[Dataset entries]
● ● ● ● ●
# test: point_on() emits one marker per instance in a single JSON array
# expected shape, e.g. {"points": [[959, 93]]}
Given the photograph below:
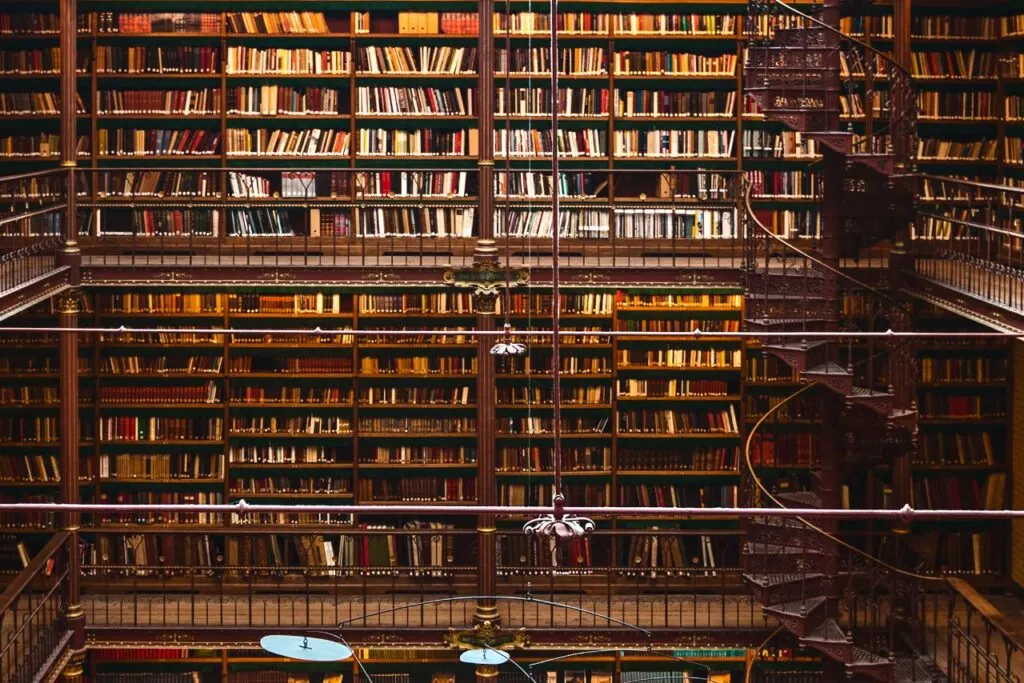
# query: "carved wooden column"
{"points": [[74, 671], [68, 306], [484, 302], [899, 99], [71, 254], [485, 118]]}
● ● ● ● ●
▶ **What you are asked to do**:
Rewrite all of the entries, changing every "photograph" to "image" and leaving everything else unchanged. Omit the pictures from your answer.

▶ **Exercise result**:
# test: point_on() emits one marker per instance in a single JSON array
# expected shape, e.g. {"points": [[959, 93]]}
Given the image below:
# query: "carved wooden column"
{"points": [[74, 671], [68, 306], [484, 302], [899, 99], [71, 254], [485, 118]]}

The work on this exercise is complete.